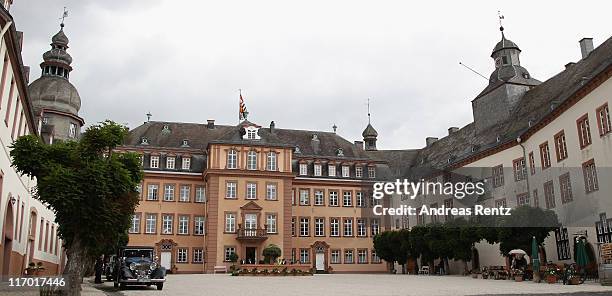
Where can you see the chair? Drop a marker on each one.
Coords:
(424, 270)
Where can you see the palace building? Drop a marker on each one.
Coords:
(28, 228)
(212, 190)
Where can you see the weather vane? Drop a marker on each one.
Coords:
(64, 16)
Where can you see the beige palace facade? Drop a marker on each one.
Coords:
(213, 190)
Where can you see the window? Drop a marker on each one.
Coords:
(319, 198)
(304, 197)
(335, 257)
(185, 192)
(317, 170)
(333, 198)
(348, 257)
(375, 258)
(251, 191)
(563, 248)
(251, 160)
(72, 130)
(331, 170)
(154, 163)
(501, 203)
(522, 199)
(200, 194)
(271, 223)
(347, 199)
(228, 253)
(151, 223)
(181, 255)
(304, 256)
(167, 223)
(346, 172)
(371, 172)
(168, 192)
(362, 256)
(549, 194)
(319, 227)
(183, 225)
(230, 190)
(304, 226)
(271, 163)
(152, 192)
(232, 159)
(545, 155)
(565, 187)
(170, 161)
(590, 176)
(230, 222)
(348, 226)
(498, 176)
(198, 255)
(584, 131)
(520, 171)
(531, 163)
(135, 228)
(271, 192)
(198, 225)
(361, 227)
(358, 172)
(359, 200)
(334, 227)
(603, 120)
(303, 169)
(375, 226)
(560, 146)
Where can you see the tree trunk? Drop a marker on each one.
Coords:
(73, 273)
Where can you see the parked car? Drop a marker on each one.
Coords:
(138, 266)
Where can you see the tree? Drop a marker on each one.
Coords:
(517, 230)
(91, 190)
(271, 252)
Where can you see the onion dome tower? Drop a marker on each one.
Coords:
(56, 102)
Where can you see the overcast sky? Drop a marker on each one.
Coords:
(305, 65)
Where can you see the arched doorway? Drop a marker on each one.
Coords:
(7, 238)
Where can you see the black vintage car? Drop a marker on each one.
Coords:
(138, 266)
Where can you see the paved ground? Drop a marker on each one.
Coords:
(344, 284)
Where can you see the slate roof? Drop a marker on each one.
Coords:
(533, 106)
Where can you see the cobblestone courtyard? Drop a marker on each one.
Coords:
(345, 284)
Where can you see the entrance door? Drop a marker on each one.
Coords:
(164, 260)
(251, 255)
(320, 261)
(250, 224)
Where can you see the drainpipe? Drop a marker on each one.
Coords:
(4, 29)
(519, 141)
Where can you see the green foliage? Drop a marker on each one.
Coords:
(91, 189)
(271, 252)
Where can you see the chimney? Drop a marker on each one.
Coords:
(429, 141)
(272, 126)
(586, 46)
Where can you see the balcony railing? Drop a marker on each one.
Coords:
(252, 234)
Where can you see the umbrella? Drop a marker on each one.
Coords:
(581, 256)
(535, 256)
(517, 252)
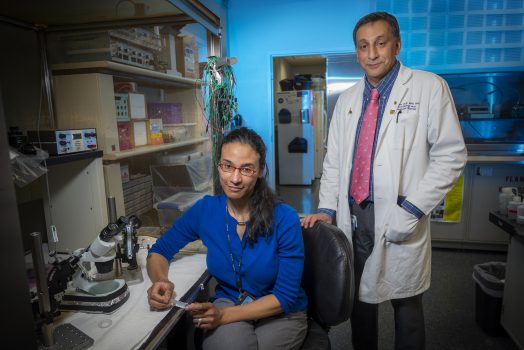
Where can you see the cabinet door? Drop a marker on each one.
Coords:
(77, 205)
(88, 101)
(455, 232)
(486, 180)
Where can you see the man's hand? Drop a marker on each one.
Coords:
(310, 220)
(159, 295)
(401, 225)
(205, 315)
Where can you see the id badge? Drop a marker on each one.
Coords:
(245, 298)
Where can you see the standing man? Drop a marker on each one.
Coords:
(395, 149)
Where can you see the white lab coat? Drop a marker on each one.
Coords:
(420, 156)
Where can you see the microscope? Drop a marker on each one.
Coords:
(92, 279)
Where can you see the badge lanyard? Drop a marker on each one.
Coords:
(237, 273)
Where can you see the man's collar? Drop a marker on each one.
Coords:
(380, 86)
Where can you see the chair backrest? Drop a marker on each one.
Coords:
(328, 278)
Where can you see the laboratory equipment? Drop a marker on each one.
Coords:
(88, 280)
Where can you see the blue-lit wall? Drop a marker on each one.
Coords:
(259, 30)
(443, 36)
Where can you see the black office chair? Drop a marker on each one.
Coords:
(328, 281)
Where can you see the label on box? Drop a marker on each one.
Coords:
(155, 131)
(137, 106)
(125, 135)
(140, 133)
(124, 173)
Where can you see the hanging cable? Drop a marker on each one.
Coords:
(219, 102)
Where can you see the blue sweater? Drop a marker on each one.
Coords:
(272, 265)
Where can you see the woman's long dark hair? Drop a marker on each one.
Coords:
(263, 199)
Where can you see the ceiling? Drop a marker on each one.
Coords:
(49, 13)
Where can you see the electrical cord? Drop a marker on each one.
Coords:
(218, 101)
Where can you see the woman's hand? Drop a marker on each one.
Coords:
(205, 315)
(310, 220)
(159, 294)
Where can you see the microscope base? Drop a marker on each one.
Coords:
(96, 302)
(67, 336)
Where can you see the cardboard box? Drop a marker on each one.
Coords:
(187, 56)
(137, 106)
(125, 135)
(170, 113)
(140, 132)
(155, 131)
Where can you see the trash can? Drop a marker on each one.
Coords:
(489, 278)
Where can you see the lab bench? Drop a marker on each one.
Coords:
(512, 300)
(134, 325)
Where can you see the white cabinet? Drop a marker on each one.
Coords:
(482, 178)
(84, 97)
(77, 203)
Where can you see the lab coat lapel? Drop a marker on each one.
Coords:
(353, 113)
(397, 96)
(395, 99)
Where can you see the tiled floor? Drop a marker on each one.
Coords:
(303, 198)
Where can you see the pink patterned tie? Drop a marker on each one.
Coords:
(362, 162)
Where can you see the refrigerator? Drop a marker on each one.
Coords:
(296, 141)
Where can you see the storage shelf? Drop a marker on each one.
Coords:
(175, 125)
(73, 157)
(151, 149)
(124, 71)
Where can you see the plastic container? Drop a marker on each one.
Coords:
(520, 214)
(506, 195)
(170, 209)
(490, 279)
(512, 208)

______

* _Directions for this task_:
Only lines containing the word "cabinet" should be copied from the material above.

* _Answer to this task_:
Where can you see the cabinet door? Drop a marker on each one.
Where can you see the white cabinet? Drop a marker on each one.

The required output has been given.